→ Problem to solve
Every line below that holds the word "overcast" must be listed.

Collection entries
########

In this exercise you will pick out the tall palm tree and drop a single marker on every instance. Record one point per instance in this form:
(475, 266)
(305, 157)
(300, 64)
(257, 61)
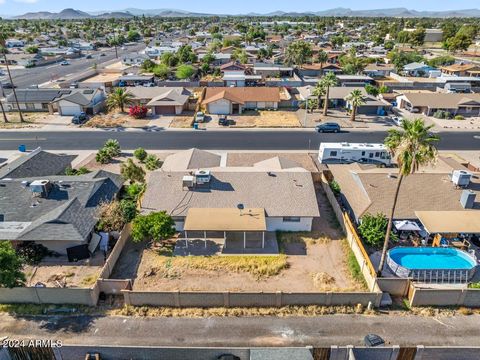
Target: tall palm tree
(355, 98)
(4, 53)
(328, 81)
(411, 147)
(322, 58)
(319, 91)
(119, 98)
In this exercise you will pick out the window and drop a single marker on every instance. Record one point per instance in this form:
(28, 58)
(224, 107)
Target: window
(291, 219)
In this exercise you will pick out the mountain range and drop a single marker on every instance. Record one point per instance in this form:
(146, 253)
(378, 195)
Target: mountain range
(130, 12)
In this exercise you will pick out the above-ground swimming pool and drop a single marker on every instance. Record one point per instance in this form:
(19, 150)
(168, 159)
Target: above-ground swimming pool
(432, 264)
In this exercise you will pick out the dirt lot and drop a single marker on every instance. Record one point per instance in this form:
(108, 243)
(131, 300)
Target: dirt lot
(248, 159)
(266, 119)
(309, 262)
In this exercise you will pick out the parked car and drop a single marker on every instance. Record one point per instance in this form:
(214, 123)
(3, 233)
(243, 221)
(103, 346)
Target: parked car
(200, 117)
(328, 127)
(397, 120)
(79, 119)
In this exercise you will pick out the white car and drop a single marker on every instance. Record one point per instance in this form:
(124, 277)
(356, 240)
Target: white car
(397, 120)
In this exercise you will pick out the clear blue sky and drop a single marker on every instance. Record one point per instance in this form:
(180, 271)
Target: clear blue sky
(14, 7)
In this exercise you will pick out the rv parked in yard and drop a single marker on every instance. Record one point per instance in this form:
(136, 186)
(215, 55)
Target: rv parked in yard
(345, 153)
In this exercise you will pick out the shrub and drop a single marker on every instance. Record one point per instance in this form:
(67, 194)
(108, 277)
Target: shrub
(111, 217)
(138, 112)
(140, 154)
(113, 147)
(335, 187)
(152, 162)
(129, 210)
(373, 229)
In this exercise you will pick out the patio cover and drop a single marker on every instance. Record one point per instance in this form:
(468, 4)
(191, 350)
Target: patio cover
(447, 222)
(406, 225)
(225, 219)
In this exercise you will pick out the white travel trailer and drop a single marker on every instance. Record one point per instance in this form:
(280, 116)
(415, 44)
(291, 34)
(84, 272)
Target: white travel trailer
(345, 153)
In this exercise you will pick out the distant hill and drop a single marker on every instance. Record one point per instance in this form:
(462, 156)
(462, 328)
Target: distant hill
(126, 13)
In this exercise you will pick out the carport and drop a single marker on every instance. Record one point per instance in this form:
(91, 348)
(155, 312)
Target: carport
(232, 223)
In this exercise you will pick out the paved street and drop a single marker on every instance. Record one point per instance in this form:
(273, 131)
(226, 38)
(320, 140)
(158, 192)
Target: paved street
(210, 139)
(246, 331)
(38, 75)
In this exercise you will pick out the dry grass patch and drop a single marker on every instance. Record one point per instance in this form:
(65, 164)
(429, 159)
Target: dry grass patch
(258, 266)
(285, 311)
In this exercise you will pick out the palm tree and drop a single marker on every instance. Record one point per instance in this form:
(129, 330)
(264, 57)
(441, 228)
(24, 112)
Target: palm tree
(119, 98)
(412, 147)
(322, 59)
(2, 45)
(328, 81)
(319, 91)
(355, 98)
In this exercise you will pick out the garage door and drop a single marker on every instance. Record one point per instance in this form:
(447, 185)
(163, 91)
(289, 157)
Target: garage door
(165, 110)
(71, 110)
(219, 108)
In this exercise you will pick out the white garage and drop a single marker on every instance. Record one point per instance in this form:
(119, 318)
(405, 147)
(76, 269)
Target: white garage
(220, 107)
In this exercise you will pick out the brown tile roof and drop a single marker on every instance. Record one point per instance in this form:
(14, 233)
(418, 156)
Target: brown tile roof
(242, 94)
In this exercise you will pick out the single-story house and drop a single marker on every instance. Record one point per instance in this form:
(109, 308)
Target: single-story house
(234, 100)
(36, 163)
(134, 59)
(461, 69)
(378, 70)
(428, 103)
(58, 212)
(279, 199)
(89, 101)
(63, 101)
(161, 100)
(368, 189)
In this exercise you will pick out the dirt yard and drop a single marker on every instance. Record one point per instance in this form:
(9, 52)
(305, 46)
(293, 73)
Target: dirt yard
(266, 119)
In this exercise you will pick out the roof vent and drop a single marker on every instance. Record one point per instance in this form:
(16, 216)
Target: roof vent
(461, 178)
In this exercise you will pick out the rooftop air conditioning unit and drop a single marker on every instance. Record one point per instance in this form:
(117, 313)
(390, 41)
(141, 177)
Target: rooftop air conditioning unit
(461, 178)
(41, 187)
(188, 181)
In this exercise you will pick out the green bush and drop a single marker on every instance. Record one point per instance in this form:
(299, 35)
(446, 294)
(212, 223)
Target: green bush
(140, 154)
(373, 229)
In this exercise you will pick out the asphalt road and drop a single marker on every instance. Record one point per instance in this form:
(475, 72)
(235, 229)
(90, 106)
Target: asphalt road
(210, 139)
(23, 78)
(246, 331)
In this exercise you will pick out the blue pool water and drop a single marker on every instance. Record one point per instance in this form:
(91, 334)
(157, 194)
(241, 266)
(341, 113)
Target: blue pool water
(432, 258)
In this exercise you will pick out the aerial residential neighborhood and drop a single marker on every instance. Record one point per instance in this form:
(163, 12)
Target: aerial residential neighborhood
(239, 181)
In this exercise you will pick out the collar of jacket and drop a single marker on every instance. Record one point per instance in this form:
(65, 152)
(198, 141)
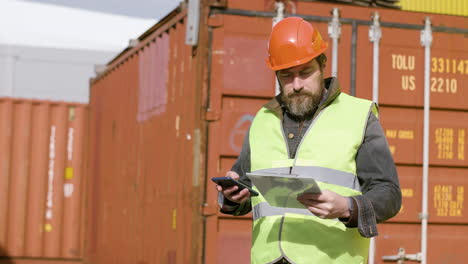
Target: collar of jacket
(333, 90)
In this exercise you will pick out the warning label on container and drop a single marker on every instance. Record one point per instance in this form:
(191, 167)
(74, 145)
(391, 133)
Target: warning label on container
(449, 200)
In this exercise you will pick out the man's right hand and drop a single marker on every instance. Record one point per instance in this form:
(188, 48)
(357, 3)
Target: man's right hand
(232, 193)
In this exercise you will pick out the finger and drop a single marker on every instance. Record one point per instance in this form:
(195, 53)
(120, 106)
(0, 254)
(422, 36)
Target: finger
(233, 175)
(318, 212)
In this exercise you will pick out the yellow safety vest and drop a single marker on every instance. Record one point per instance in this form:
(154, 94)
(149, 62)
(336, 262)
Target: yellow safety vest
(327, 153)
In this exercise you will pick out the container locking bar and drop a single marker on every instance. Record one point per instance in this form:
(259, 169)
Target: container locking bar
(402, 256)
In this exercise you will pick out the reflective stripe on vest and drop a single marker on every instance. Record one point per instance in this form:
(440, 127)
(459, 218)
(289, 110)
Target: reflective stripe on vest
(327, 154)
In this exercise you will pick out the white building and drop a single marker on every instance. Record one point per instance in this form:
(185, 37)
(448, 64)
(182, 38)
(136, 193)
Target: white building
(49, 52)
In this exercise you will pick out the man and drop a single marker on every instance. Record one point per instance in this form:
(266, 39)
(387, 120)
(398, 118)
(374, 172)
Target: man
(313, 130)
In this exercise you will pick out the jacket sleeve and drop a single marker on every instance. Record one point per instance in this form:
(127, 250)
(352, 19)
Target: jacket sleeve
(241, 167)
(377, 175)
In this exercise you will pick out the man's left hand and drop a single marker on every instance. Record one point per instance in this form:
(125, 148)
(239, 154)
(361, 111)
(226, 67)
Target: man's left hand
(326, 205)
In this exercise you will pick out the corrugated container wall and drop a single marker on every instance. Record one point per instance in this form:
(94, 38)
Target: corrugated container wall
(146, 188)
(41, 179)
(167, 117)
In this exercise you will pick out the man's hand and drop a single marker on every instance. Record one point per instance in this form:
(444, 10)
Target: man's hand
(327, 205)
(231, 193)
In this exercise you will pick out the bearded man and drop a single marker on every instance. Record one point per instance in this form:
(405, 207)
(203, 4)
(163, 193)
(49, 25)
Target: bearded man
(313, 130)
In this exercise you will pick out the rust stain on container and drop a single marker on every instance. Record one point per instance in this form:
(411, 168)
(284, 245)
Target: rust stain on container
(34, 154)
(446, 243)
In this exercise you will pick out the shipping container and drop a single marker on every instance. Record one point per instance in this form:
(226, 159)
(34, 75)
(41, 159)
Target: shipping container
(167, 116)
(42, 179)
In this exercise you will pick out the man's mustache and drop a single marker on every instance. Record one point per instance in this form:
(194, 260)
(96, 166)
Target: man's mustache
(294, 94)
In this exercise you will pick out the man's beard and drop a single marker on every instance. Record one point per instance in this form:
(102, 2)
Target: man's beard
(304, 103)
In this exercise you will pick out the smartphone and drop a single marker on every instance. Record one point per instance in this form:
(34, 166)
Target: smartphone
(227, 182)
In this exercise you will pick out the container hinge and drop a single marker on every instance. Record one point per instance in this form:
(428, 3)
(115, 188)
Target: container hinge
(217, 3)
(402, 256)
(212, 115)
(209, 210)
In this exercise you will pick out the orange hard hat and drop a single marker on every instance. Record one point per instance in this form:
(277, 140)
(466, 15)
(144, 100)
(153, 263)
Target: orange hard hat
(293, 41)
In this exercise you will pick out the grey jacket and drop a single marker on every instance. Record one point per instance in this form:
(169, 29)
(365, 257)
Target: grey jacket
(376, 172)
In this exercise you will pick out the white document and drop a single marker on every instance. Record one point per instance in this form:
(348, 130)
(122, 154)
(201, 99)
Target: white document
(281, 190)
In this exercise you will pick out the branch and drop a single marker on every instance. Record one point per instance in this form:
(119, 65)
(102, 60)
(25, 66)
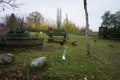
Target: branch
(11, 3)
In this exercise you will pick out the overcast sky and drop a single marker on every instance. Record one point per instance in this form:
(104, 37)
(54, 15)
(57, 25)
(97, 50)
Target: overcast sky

########

→ Written response
In this exercise you will pick out the overcast sky and drop a single marker on every instance. Record one point per instance in this form:
Target: overcast sky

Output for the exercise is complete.